So that’s not the case. These are actually just the long and slender Pokemon. That makes a lot of sense, I just wasn’t thinking of Pokemon that were long and slender when I saw the original plot.

Height vs. Weight vs. Battle Stats

Using that same plot, let’s now add another dimension to the plot by shading the points in the scatter plot based on the Pokemon’s battle stats: HP (health points), attack, defense, special attack, special defense, and speed.

Health Points

Let’s start off by comparing height and wieght to each Pokemon’s health points.

p1 <- pokedex %>%
        ggplot(aes(x=Height, y=HP, ymin=0, alpha=0.5)) +
          geom_point(color="#81a2be",show.legend = FALSE) +
          stat_poly_line(show.legend=FALSE,color="#cc6666") +
          stat_poly_eq(use_label(c("eq", "R2"))) +
          theme_minimal() +
          ggtitle("Height vs. Health Points") +
          xlab("Height") +
          ylab("HP")

p2 <- pokedex %>%
        ggplot(aes(x=Weight, y=HP, ymin=0, alpha=0.5)) +
          geom_point(color="#81a2be",show.legend = FALSE) +
          stat_poly_line(show.legend=FALSE,color="#cc6666") +
          stat_poly_eq(use_label(c("eq", "R2"))) +
          theme_minimal() +
          ggtitle("Weight vs. Health Points") +
          xlab("Weight") +
          ylab("HP")

# Place both plots on a grid
g <- arrangeGrob(p1, p2, nrow=2)

# Save image
ggsave("images/height_weight_hp.png",g)

• _SUPPLIED DATA_
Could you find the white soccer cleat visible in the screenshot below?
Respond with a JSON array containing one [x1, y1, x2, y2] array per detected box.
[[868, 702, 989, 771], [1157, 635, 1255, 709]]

• _DESCRIPTION OF THE TASK_
Copy out the Pokemon height, weight, and health points excerpt from above in full, word for word, with its R code.

• _COMPLETED TASK_
So that’s not the case. These are actually just the long and slender Pokemon. That makes a lot of sense, I just wasn’t thinking of Pokemon that were long and slender when I saw the original plot.

Height vs. Weight vs. Battle Stats

Using that same plot, let’s now add another dimension to the plot by shading the points in the scatter plot based on the Pokemon’s battle stats: HP (health points), attack, defense, special attack, special defense, and speed.

Health Points

Let’s start off by comparing height and wieght to each Pokemon’s health points.

p1 <- pokedex %>%
        ggplot(aes(x=Height, y=HP, ymin=0, alpha=0.5)) +
          geom_point(color="#81a2be",show.legend = FALSE) +
          stat_poly_line(show.legend=FALSE,color="#cc6666") +
          stat_poly_eq(use_label(c("eq", "R2"))) +
          theme_minimal() +
          ggtitle("Height vs. Health Points") +
          xlab("Height") +
          ylab("HP")

p2 <- pokedex %>%
        ggplot(aes(x=Weight, y=HP, ymin=0, alpha=0.5)) +
          geom_point(color="#81a2be",show.legend = FALSE) +
          stat_poly_line(show.legend=FALSE,color="#cc6666") +
          stat_poly_eq(use_label(c("eq", "R2"))) +
          theme_minimal() +
          ggtitle("Weight vs. Health Points") +
          xlab("Weight") +
          ylab("HP")

# Place both plots on a grid
g <- arrangeGrob(p1, p2, nrow=2)

# Save image
ggsave("images/height_weight_hp.png",g)